STORED ROWS =>
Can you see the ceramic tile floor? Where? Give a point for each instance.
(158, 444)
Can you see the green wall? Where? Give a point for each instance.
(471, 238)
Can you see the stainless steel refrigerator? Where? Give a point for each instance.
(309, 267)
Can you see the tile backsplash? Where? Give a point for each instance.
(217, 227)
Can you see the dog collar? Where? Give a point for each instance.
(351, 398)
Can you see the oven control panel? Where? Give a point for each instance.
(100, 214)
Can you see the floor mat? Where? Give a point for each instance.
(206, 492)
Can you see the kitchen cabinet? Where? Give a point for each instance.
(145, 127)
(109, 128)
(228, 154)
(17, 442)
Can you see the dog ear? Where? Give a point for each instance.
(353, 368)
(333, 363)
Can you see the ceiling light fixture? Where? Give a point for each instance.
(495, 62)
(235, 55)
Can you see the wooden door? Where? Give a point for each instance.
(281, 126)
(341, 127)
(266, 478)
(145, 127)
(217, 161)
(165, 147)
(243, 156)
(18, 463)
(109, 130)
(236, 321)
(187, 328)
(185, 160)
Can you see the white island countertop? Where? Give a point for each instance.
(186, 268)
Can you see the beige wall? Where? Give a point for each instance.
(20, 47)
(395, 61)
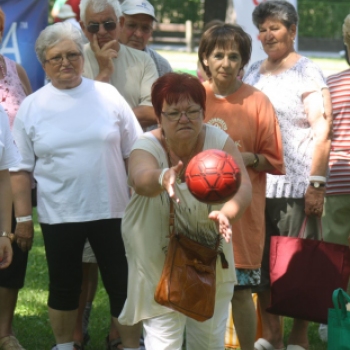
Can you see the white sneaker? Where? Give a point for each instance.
(323, 332)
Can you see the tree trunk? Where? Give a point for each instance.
(214, 9)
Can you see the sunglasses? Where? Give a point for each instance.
(95, 27)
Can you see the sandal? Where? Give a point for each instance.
(76, 346)
(10, 343)
(263, 344)
(113, 344)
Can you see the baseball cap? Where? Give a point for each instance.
(66, 11)
(134, 7)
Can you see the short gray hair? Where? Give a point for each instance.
(99, 6)
(346, 31)
(54, 34)
(283, 11)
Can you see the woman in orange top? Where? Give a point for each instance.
(247, 115)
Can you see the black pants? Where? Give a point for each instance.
(64, 244)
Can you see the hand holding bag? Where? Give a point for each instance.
(304, 273)
(339, 322)
(188, 280)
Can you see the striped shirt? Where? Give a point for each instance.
(339, 161)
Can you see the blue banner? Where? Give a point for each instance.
(25, 19)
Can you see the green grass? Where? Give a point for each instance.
(31, 322)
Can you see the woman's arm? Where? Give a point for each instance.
(5, 218)
(235, 207)
(21, 187)
(319, 113)
(257, 162)
(24, 79)
(144, 175)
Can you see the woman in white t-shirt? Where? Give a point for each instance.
(75, 135)
(9, 156)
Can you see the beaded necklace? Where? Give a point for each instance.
(180, 175)
(2, 69)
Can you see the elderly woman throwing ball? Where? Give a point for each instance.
(75, 135)
(157, 166)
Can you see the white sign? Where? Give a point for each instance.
(244, 10)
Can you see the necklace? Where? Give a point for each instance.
(6, 91)
(269, 72)
(180, 175)
(2, 69)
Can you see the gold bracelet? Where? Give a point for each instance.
(10, 236)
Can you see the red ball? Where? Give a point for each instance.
(213, 176)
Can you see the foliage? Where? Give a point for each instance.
(322, 19)
(317, 19)
(31, 322)
(174, 11)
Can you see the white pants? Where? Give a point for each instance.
(166, 332)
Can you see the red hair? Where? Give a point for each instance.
(173, 87)
(2, 20)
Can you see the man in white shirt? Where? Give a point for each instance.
(132, 72)
(136, 28)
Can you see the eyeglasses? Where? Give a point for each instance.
(95, 27)
(71, 57)
(133, 27)
(175, 116)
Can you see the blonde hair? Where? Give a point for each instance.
(346, 31)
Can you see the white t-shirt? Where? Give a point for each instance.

YOUR TASK => Output the lines above as a numbered list, skipping blank lines and leaving out the pictures.

SOLUTION =>
1. Can you see the ceramic tile floor? Where? Give a point for each instance.
2. (158, 444)
3. Can you see the green wall? Where? Give a point for each instance.
4. (471, 238)
5. Can you see the stainless steel refrigerator? Where? Give a point for each instance.
6. (309, 267)
7. Can you see the tile backsplash? Where? Give a point for each instance.
8. (217, 227)
9. Can you see the dog collar? Where? Give a point for each instance.
10. (351, 398)
11. Can you see the oven control panel? Where? Give a point for each instance.
12. (100, 214)
13. Can you see the floor mat? Where? Give a point for each instance.
14. (206, 492)
15. Can you see the kitchen cabinet? Where? Give a point for each instance.
16. (145, 127)
17. (109, 128)
18. (228, 154)
19. (17, 442)
20. Can you see the dog ear? Where? Give a point for each instance.
21. (353, 368)
22. (333, 363)
23. Can you see the ceiling light fixture? Where? Give a point for each instance.
24. (495, 62)
25. (235, 55)
26. Can you see the wooden door? Where? Give a point for each instance.
27. (281, 126)
28. (341, 127)
29. (266, 478)
30. (145, 127)
31. (217, 161)
32. (165, 147)
33. (243, 156)
34. (18, 463)
35. (109, 130)
36. (236, 321)
37. (187, 328)
38. (185, 160)
39. Can you see the white island countertop? Where? Give a point for each instance.
40. (186, 268)
41. Can you see the beige wall? Where? Give a point for each instance.
42. (20, 47)
43. (395, 61)
44. Can you see the white sneaker? Where? Give a point for each instance.
45. (323, 332)
46. Can you see the tree trunk? Where? Give a point for each instance.
47. (214, 9)
48. Can you see the sunglasses? Where? Give a point for each instance.
49. (95, 27)
50. Can you see the sandal? Where? Give a point for each instance.
51. (76, 346)
52. (10, 343)
53. (263, 344)
54. (113, 344)
55. Can you see the baseball cap? Where? Give a point for each instance.
56. (66, 11)
57. (134, 7)
58. Can you see the short gray hair? Where? Give a point for each instance.
59. (99, 6)
60. (346, 31)
61. (54, 34)
62. (283, 11)
63. Can you see the woman in orange top? Where? Give a point for each instance.
64. (247, 115)
65. Can you see the black pants? Where? Give a point for each instance.
66. (64, 244)
67. Can you see the hand holding bag? Where? Give a point for each instance.
68. (304, 273)
69. (339, 322)
70. (188, 280)
71. Can you see the striped shirt? Where? Give a point for each instance.
72. (339, 161)
73. Can you see the blue banner? Where? Give a point for each instance.
74. (25, 19)
75. Can you see the green grass? Where? Give a point for each instance.
76. (31, 322)
77. Can you see the woman's arm? Where? Give a point for each instance.
78. (5, 218)
79. (235, 207)
80. (21, 187)
81. (319, 113)
82. (257, 162)
83. (24, 79)
84. (144, 175)
85. Can you see the woman in white t-shirt? Where? Give a point for each instance.
86. (75, 135)
87. (9, 156)
88. Can you see the beaded necklace? Where? Give a point for each instance.
89. (180, 175)
90. (2, 69)
91. Can you see the elderly woman throwing ball? Where? Give a point for each instance.
92. (75, 135)
93. (157, 166)
94. Can you see the white sign? Where? Give a point for each instance.
95. (244, 10)
96. Can you see the necklace? Where? Give a point for each instance.
97. (6, 91)
98. (269, 72)
99. (180, 175)
100. (2, 69)
101. Can you see the gold bracelet? Where? Give a point for each instance.
102. (10, 236)
103. Can you see the red ball? Where? Give a point for each instance.
104. (213, 176)
105. Can you see the foliage? Where? Give a point for each instance.
106. (322, 19)
107. (317, 19)
108. (31, 322)
109. (174, 11)
110. Can you see the white pants? Where? Give a point for each instance.
111. (166, 332)
112. Can you see the red hair? Where? Give a point for each instance.
113. (173, 87)
114. (2, 20)
115. Can you see the man in white shirt? Where? Give a point for each instance.
116. (132, 72)
117. (136, 28)
118. Can you see the eyeglasses? Where? Give a point for each instance.
119. (95, 27)
120. (71, 57)
121. (133, 27)
122. (175, 116)
123. Can you see the blonde hair? Where? Give a point for each instance.
124. (346, 31)
125. Can you see the white t-shirt? Where? Give a point for each instance.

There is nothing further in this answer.